--- Begin RECORDS TO PROCESS ---
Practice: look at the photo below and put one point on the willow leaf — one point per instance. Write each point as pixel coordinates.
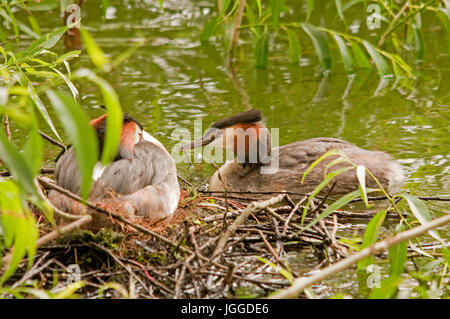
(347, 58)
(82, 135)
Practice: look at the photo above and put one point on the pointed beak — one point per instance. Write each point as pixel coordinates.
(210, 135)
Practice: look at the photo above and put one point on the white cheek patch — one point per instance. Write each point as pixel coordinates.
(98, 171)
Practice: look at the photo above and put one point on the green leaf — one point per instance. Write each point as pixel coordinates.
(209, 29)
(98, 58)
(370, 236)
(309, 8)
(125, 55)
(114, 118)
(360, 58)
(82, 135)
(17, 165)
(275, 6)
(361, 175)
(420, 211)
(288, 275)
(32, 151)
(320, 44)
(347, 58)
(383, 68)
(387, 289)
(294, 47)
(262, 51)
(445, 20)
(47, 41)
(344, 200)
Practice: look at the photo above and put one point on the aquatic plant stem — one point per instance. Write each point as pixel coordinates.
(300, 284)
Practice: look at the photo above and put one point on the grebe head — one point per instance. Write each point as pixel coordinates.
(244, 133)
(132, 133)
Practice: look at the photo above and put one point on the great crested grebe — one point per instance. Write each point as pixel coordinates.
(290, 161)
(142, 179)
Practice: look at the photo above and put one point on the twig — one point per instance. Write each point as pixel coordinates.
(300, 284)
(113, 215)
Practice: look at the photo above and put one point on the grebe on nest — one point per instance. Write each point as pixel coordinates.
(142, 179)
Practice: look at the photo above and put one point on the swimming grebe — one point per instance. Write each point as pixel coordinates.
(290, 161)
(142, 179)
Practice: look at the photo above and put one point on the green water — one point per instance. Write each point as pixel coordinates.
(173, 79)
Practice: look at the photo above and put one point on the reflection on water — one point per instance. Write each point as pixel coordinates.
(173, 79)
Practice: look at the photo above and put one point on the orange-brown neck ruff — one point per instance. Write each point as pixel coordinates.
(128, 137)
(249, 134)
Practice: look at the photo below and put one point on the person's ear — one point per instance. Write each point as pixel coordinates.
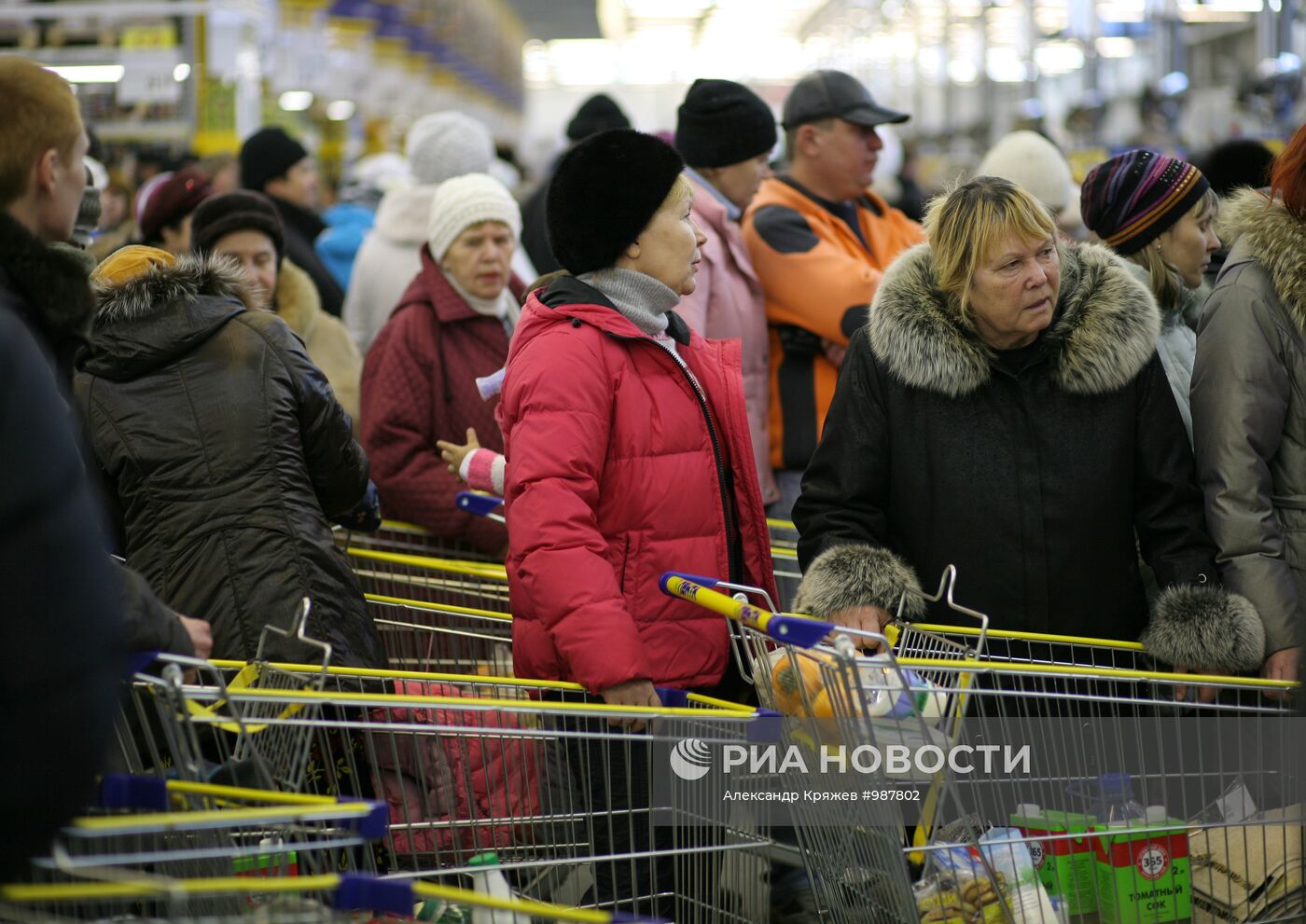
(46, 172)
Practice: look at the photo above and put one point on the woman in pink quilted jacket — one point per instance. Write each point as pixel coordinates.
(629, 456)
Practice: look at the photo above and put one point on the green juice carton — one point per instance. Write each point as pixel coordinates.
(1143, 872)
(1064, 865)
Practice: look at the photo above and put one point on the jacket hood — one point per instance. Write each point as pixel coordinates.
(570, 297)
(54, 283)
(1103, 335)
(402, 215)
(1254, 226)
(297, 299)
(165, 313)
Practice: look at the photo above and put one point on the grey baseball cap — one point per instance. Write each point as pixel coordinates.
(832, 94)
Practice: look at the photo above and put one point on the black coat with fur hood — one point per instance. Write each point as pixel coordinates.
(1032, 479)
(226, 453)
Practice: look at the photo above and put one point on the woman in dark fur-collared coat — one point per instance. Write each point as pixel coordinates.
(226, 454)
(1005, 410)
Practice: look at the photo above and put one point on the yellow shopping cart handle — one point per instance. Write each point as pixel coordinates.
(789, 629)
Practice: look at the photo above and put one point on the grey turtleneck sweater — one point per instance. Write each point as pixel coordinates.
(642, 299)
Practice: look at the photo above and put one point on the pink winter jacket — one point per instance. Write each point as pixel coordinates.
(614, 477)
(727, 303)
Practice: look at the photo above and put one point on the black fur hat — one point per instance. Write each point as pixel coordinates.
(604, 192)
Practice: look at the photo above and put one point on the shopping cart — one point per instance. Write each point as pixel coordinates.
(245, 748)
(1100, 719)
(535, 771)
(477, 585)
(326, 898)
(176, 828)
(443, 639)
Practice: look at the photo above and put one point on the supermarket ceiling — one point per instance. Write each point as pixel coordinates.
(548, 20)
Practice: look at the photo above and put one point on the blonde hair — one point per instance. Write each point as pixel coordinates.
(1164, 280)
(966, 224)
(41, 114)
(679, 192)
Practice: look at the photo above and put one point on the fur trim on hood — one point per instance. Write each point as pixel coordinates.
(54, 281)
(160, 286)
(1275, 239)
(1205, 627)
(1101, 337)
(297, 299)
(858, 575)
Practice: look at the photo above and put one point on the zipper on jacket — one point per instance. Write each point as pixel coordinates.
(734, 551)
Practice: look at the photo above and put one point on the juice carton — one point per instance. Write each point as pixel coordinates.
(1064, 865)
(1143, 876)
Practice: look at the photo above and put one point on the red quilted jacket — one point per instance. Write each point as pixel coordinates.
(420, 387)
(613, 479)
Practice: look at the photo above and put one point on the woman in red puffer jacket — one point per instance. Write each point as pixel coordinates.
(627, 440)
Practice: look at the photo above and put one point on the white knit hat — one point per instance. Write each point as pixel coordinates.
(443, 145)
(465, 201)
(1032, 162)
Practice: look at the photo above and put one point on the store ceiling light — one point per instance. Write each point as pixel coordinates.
--- End RECORDS TO PROCESS ---
--- SHORT PROBLEM ---
Reproduce exactly, with nothing added, the lines from the one that contains "the fur trim" to the end of the data.

--- SOLUTION ---
Practice: look at the photo above and put one point on the fur trim on hood — one point per instance. Write each point as pixel coordinates.
(54, 281)
(160, 286)
(1275, 239)
(1205, 627)
(1101, 337)
(297, 299)
(858, 575)
Practice: look at the photo above and put one point on the zipper on jacket — one point per instance. Write each point as pixel coordinates.
(734, 551)
Practice: look at the photo above and put one point on the juice carton — one point per instance. Write each point as pixel coordinates.
(1064, 865)
(1143, 876)
Practice: look at the photo above and put one point on the red quilted jacket — one point per instance. Write each point as pixel coordinates.
(420, 387)
(613, 479)
Practice: look at the photo above and put one point on the woman in red puffer jacket — one point per instance. Write each point as pixel coordinates.
(627, 440)
Practice: look at the photo above and put one point on the white knit hat — one point per instance. Write each point as pixel coordinates.
(443, 145)
(465, 201)
(1032, 162)
Practice: look at the photo above and put one point on the store ceiling light — one point per instance. Write each point as pixel coordinates.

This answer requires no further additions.